How to complete this task: Line by line, output the entries below exactly as they appear.

(Stored entries)
============
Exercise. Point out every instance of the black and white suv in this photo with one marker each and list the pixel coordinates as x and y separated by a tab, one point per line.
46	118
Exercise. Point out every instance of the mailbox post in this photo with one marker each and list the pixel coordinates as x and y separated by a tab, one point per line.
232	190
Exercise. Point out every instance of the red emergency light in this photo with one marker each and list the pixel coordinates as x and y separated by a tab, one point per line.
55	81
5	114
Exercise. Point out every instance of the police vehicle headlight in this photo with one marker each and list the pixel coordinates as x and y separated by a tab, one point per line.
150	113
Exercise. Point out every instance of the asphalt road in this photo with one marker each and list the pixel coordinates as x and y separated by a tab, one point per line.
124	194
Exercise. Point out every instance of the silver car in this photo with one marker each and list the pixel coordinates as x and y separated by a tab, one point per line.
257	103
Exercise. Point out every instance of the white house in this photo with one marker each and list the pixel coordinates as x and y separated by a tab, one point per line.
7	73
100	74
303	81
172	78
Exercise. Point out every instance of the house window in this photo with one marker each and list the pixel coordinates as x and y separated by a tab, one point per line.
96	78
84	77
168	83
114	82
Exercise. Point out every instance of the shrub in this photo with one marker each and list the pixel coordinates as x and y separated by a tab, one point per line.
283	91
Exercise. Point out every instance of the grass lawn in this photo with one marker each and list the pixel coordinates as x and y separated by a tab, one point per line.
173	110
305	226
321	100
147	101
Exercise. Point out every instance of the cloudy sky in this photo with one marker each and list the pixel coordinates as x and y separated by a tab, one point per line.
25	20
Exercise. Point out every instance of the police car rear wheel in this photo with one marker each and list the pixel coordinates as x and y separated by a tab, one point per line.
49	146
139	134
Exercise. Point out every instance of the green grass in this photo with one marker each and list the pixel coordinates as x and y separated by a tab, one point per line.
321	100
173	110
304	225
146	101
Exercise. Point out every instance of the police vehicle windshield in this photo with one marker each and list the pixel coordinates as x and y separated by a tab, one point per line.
============
Your solution:
Exercise. Point out every instance of the black and white suv in this photo with one marker each and list the pixel coordinates as x and y separated by a tab, one point per line.
46	118
Exercise. Point out every instance of the mailbox post in this photo with one marker each and list the pixel coordinates as x and y separated by a tab, one point per line.
232	190
Exercise. Point out every instance of the red emergency light in this photo with one marker each and list the pixel coordinates as x and y separated by a tab, one point per line.
55	81
5	114
Exercise. Point out every instance of the police vehicle headlight in this photo with one marker each and list the pixel coordinates as x and y separated by a tab, one point per line.
150	113
Exercise. Point out every instance of the asphalt road in this photo with one marker each and list the pixel coordinates as x and y separated by a tab, one point per line.
124	194
Exercise. Point out every instance of the silver car in this photo with one marker each and list the pixel coordinates as x and y separated by a tab, one point per line.
257	103
Exercise. Point out every instance of the white house in this photo with one marker each and list the pixel coordinates as x and y separated by a tab, one point per line.
7	73
100	74
303	81
172	78
Exercise. Point out every instance of the house window in this photo with one marker each and list the pixel coordinates as x and y separated by a tab, one point per line.
96	78
84	77
168	83
114	82
Exercise. Point out every instance of the shrub in this photo with one marker each and list the pixel coordinates as x and y separated by a tab, one point per line.
283	91
Exercise. Point out every instance of the grass lawn in this photo with one marker each and list the pixel coordinates as x and y separated by a tab, one point per line.
173	110
305	226
321	100
147	101
Exercise. Point out every instance of the cloudy sky in this photo with one marker each and list the pixel coordinates as x and y separated by a tab, one point per line.
25	20
Exercise. Point out every instance of the police car rear wheel in this photo with one marker each and list the pixel coordinates as x and y separated by a tab, one point per line.
49	146
139	134
Exercise. Point out every instance of the green grass in this photo with one marker each and list the pixel coordinates as x and y separated by a tab, one point per line.
321	100
173	110
304	225
146	101
Exercise. Point out every instance of the police vehicle windshield in this photo with one marker each and list the pixel coordinates as x and y separated by a tab, one point per line.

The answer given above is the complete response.